■ THE TASK
In the rows below, change every "outline" to "contour" and reproduce the lines otherwise unchanged, omitting the pictures.

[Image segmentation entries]
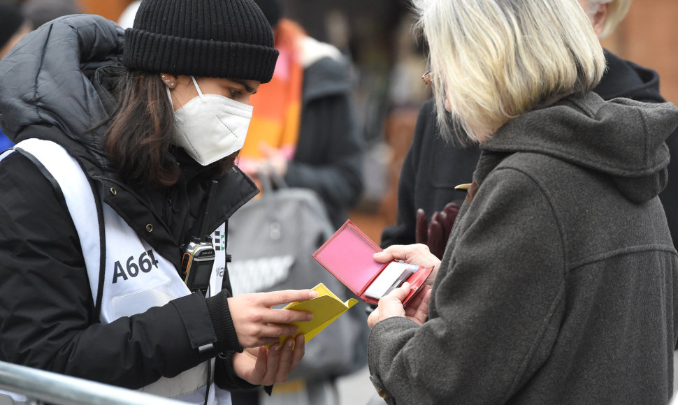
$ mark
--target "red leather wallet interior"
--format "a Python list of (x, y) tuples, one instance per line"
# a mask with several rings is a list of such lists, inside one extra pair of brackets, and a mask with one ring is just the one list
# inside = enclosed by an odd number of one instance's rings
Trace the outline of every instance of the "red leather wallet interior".
[[(379, 245), (348, 220), (313, 253), (313, 257), (361, 300), (377, 304), (378, 300), (367, 297), (364, 293), (389, 264), (374, 260), (373, 256), (379, 251), (382, 251)], [(405, 303), (414, 296), (433, 270), (419, 267), (407, 279), (412, 291)]]

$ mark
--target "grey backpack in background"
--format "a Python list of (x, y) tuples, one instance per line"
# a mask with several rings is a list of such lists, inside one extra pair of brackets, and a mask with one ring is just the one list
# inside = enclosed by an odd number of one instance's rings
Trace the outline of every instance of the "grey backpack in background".
[[(354, 297), (321, 266), (312, 253), (334, 233), (317, 195), (288, 188), (260, 176), (263, 194), (229, 220), (228, 246), (233, 261), (229, 277), (233, 295), (247, 293), (312, 288), (323, 283), (342, 300)], [(363, 311), (356, 305), (349, 311)], [(355, 369), (355, 355), (367, 324), (348, 313), (306, 344), (305, 354), (290, 380), (333, 378)]]

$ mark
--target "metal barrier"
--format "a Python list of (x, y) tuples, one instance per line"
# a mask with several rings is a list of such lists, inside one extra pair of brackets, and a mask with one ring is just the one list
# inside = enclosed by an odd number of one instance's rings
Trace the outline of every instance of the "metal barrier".
[[(28, 397), (28, 404), (177, 405), (178, 401), (24, 366), (0, 362), (0, 389)], [(17, 402), (21, 404), (21, 402)]]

■ TASK RESPONSE
$ mark
--target "red leather wallet interior"
--format "a Python list of (x, y) tuples, one instance per line"
# a mask with several rings is a list of such lists, inside one extra pair of brackets, and a mask with one ring is just the one list
# inside = enclosed by an odd number of one instance's rings
Trace the contour of every instance of the "red leather wallet interior".
[[(379, 245), (348, 220), (313, 253), (313, 257), (361, 300), (377, 304), (378, 300), (367, 297), (364, 293), (389, 264), (374, 260), (373, 256), (379, 251), (382, 251)], [(405, 303), (414, 296), (433, 270), (419, 267), (407, 279), (412, 291)]]

$ mark
--target "grey backpack in background"
--format "a Python list of (x, y) tuples, one instance per line"
# a mask with several rings is a list of such lists, inside one extra pair of brackets, and a mask with one ring is just the one list
# inside = enclosed by an odd number of one instance's rings
Trace the contour of every instance of the "grey backpack in background".
[[(354, 297), (321, 266), (312, 253), (334, 233), (317, 195), (288, 188), (260, 176), (263, 194), (229, 220), (228, 246), (233, 261), (229, 277), (233, 295), (247, 293), (312, 288), (323, 283), (342, 300)], [(363, 311), (356, 305), (349, 311)], [(355, 369), (355, 355), (367, 324), (348, 313), (306, 344), (305, 354), (290, 380), (333, 378)]]

$ mark
--target "metal barrier"
--format "a Python list of (x, y) tuples, one instance per line"
# a mask with several rings is a list of such lists, inside one extra pair of brackets, and a mask with one ring is just the one list
# inside = enclosed by an odd number of one instance's rings
Trace the contour of every instance of the "metal barrier".
[[(28, 397), (28, 404), (177, 405), (178, 401), (24, 366), (0, 362), (0, 389)], [(17, 402), (21, 404), (21, 402)]]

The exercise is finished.